Text passage >>
╭──
Summary of Studies Applying Machine Learning Techniques for IRI Prediction
Note: ANN = artificial neural network; L = linear; NL = nonlinear; RBF = radial basis function; SVM = support vector machine; ANFIS = adaptive network-based fuzzy; IRI0 = initial international roughness index; SN = structural number; AC = asphalt concrete properties; Base = base layer properties; Sub = subgrade properties; N = number of observation; PMS = pavement management system; LTPP = long-term pavement performance; GMDH = group method of data handling; GPR = Ground Penetrating Radar.
Ziari et al. ( 27 – 29 ) used a complex polynomial model named Group Method of Data Handling (GMDH) to predict the flexible pavement roughness in short and long terms and compared the polynomial model results with a deep neural network model. The independent variables include age, traffic load, annual average precipitation and temperature, AC layer thickness, and the total thickness of pavement. The ANN model shows accuracy of higher than 90% in relation to R2, and the GMDH model shows a performance between 80% and 90%. The ANN model was used in several other studies as a strong tool for IRI prediction ( 24 , 30 , 32 ). Other machine learning methods that were used for the prediction of IRI include random forest regression ( 31 , 33 ), fuzzy and gray model ( 36 ), radial basis function (RBF) networks, CatBoost regression ( 35 ), and support vector machine (SVM) ( 26 ). Kaloop et al. ( 1 ) developed precise prediction models for IRI in pavement performance using Gaussian process regression and locally weighted polynomials. Results showed that these two models can achieve correlation coefficients above 0.9. These models, developed using more than 900 IRI measurements, provide promising IRI predictions for flexible pavements.
The pavement structural integrity can be characterized by SN. The SN is an important parameter in predicting pavement roughness because it is a measure of the thickness and stiffness of the pavement layers. When the pavement layers are not thick enough or stiff enough, they will experience excessive deformation, which can lead to roughness, cracking, and other forms of distress. The intrinsic complexity of the pavement properties and parameters which affect the pavement behavior during the pavement lifetime asserts the need to try different machine learning predictive models. The performance of each model and its accuracy vary based on several factors related to the dataset, including the type of the features, distribution, and correlation between variables, amount and severity of the outliers, and number of available observations. In this study, generalized linear (GLMnet), support vector regression (SVM), multivariate adaptive regression splines (MARS), ANN, and XGBoost models were investigated and used for predicting the IRI of the flexible pavements.
╰──
Task to complete >> Rewrite everything in the passage on machine learning for IRI prediction from "Summary of Studies" down to "Ground Penetrating Radar.", putting "Overview" in place of "Summary".

Supplied information >>
╭──
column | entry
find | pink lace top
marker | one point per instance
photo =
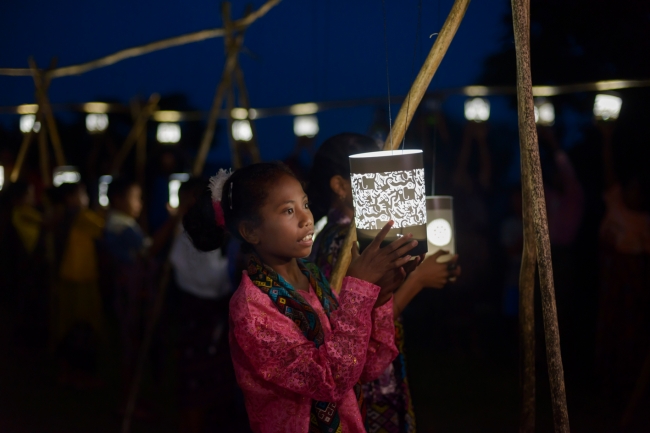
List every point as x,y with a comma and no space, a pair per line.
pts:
280,371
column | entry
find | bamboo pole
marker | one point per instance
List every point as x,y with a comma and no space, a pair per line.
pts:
139,128
533,191
222,87
22,153
42,83
405,115
148,48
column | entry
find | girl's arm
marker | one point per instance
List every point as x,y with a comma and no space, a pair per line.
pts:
381,348
275,349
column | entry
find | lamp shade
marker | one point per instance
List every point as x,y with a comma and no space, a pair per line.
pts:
104,181
175,181
440,224
65,174
389,185
607,107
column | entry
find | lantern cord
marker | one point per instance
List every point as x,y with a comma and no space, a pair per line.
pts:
415,51
390,116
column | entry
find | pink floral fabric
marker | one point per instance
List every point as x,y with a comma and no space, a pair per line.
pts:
281,372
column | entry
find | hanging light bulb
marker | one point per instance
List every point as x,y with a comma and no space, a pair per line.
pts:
241,130
175,181
168,133
477,110
96,122
440,226
607,107
544,112
305,126
389,185
104,181
65,174
28,123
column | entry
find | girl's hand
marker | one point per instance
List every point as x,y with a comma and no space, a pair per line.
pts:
375,261
433,274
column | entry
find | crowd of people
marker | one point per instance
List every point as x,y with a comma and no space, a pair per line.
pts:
72,271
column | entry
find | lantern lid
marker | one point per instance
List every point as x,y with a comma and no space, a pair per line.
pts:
386,161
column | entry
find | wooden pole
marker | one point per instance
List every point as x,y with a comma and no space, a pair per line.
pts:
139,128
405,116
147,48
533,191
22,153
224,84
42,82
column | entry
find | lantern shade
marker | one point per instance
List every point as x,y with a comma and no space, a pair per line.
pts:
440,225
175,181
389,185
65,174
104,181
607,107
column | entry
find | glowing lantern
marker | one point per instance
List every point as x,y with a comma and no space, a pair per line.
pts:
104,181
241,130
544,112
28,123
65,174
477,110
168,133
607,107
175,181
440,226
305,126
96,122
389,185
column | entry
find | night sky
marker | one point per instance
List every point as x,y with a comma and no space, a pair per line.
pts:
300,51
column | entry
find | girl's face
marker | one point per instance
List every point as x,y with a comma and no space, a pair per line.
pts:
287,226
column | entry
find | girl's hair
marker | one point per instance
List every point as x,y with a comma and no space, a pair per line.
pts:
243,195
332,159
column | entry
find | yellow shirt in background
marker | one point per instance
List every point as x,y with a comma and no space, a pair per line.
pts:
79,262
27,222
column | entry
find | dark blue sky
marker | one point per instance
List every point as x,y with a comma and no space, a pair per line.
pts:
304,50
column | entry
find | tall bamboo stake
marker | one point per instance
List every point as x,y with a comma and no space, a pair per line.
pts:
139,128
533,191
220,94
405,116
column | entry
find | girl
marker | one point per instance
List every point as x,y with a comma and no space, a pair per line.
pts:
388,398
298,350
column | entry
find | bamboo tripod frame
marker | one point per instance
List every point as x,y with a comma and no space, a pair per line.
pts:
536,229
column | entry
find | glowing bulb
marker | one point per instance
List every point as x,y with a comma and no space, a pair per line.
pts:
607,107
168,133
65,174
175,181
477,109
305,126
439,232
28,123
241,130
104,181
96,122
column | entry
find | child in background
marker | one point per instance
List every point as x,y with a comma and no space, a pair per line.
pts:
299,351
77,301
135,271
206,376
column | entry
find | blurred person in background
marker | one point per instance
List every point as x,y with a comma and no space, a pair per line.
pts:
77,306
206,374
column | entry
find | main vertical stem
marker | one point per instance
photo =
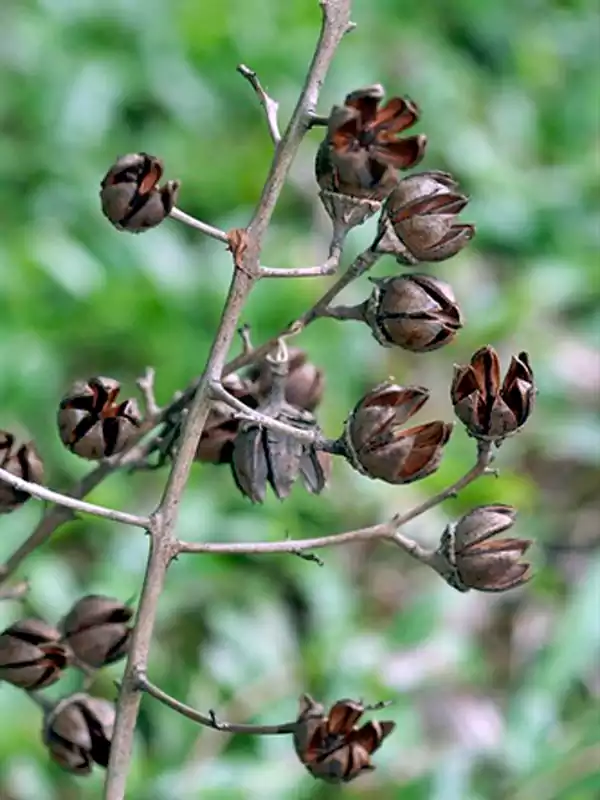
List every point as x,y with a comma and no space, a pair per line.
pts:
336,20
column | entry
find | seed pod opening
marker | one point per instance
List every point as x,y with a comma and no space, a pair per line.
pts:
92,423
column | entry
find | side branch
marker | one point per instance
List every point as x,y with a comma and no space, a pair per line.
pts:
210,720
41,493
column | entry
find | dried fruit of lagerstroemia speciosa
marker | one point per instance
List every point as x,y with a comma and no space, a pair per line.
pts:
24,462
377,445
362,150
304,384
491,410
131,197
480,561
420,219
78,733
264,456
31,655
331,746
416,312
90,421
96,630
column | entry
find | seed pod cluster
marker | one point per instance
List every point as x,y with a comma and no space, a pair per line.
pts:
357,161
78,732
480,561
92,424
131,197
416,312
490,409
31,655
264,456
420,219
377,445
331,746
96,630
23,462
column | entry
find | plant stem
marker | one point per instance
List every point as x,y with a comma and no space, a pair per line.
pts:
336,18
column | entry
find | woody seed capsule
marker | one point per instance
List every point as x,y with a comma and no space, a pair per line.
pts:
23,462
416,312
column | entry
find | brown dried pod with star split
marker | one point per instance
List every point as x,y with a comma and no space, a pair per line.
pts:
92,423
21,461
331,745
131,197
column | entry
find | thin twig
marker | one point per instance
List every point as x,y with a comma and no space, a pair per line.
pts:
192,222
247,265
146,386
210,720
270,106
41,493
359,267
310,436
16,592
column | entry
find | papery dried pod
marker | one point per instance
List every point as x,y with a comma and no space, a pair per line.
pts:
376,444
222,426
264,456
31,655
96,630
332,747
489,409
361,151
78,732
131,197
92,424
480,562
416,312
420,219
23,462
304,384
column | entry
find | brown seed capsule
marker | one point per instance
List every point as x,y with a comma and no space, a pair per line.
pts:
24,462
480,562
92,424
378,446
416,312
96,630
491,410
304,384
31,656
332,747
264,456
419,222
222,426
78,733
130,195
361,152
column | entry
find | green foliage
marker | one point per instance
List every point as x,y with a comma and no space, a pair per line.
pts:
495,698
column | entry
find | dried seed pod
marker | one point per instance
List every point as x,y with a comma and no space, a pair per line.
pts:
378,446
480,562
92,424
419,221
491,410
96,630
78,733
264,456
24,462
222,426
416,312
31,655
130,195
356,162
304,384
332,747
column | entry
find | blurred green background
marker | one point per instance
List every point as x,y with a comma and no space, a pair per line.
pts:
496,698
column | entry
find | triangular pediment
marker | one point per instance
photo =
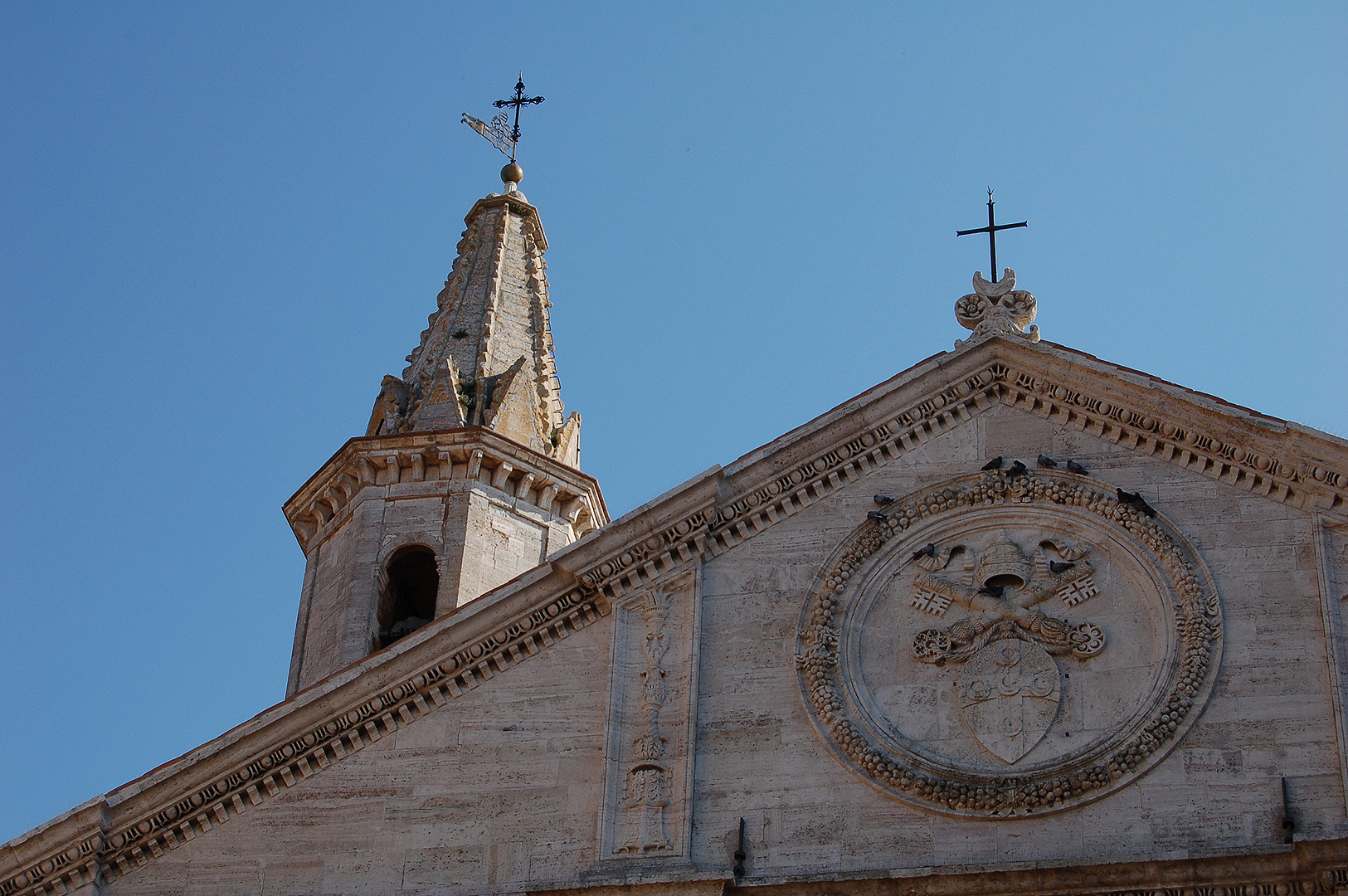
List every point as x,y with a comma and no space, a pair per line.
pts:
704,518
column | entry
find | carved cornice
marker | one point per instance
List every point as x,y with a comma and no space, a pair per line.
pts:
713,514
1259,455
1309,868
324,503
274,764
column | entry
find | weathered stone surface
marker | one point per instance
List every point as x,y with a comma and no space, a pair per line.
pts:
606,720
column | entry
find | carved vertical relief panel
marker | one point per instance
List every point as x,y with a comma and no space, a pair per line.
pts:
1331,550
649,759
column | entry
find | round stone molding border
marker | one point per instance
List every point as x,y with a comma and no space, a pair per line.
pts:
934,785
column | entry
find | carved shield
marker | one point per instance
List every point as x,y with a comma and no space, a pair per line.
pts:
1009,694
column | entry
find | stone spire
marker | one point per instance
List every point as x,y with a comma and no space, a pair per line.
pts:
487,356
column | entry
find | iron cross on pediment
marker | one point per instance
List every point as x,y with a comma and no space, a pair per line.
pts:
992,236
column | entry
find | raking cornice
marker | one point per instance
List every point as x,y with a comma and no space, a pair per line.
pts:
705,516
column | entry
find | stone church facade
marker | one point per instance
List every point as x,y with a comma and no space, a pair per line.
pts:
1015,620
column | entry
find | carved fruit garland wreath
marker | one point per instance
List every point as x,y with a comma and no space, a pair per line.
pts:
938,785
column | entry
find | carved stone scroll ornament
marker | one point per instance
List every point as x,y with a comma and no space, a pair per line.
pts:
998,308
985,716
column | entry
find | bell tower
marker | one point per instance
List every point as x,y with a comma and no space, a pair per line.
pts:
470,470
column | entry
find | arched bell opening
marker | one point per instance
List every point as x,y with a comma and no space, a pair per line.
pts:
407,597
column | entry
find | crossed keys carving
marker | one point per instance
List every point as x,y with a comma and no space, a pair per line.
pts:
1010,688
1010,587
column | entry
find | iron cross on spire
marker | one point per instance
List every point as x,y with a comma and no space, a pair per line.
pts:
992,236
518,101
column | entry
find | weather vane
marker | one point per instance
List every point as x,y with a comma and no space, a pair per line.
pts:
992,236
496,131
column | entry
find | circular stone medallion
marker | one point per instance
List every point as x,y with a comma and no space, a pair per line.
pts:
1005,645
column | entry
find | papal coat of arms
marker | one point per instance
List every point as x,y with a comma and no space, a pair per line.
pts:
1000,645
1010,686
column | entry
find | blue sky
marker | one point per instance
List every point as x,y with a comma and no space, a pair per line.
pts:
222,226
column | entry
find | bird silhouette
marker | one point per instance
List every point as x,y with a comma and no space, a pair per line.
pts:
╰──
Response for this exercise >>
Overview of Studies Applying Machine Learning Techniques for IRI Prediction
Note: ANN = artificial neural network; L = linear; NL = nonlinear; RBF = radial basis function; SVM = support vector machine; ANFIS = adaptive network-based fuzzy; IRI0 = initial international roughness index; SN = structural number; AC = asphalt concrete properties; Base = base layer properties; Sub = subgrade properties; N = number of observation; PMS = pavement management system; LTPP = long-term pavement performance; GMDH = group method of data handling; GPR = Ground Penetrating Radar.